Problem: Copy out every line below that contains the word "each". Case counts.

Records provided:
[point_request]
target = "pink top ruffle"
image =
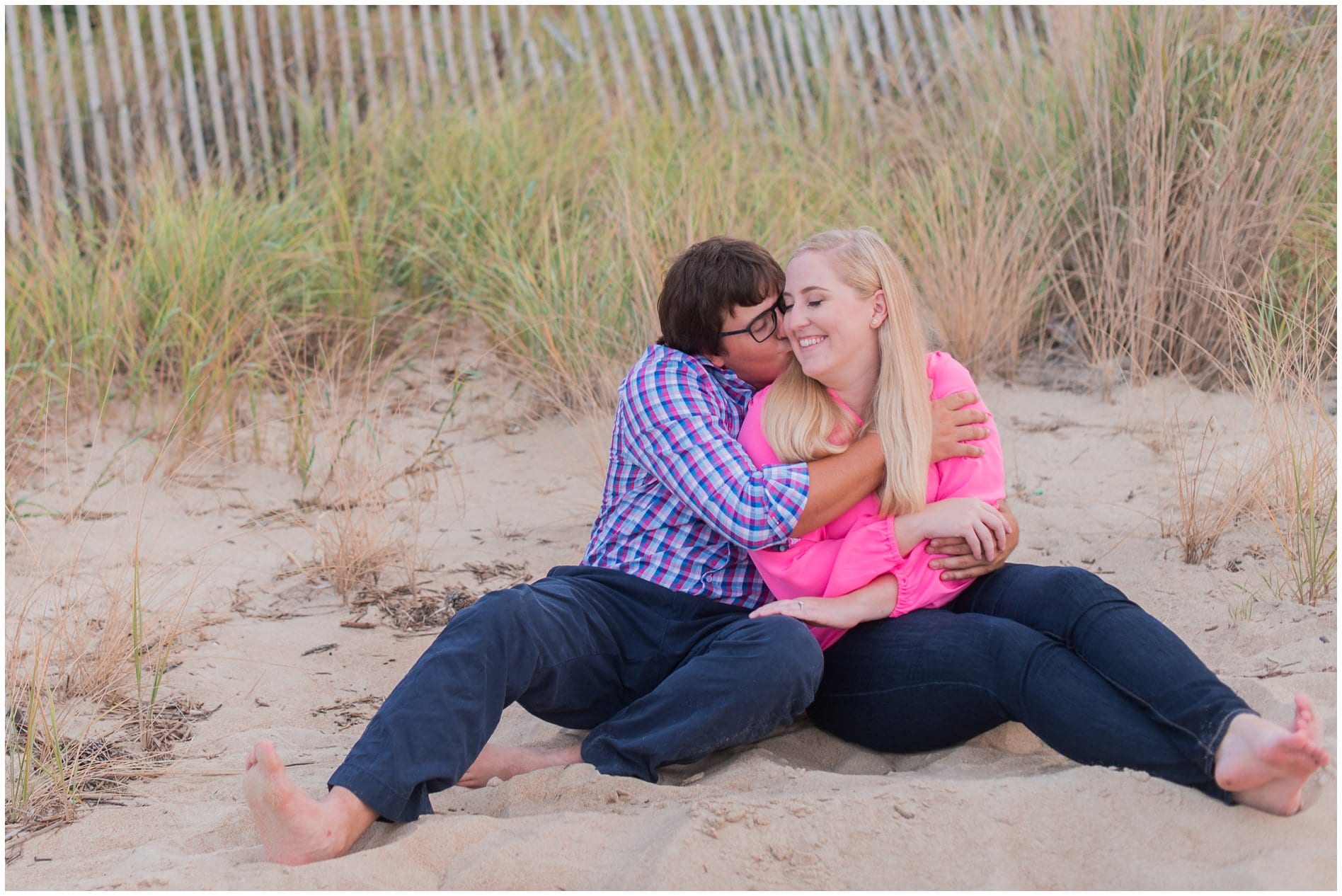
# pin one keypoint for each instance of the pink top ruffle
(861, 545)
* * *
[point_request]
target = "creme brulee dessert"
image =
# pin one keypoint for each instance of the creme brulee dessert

Final result:
# pin one keypoint for each instance of the pink top ruffle
# pin one keypoint for each instance of the creme brulee dessert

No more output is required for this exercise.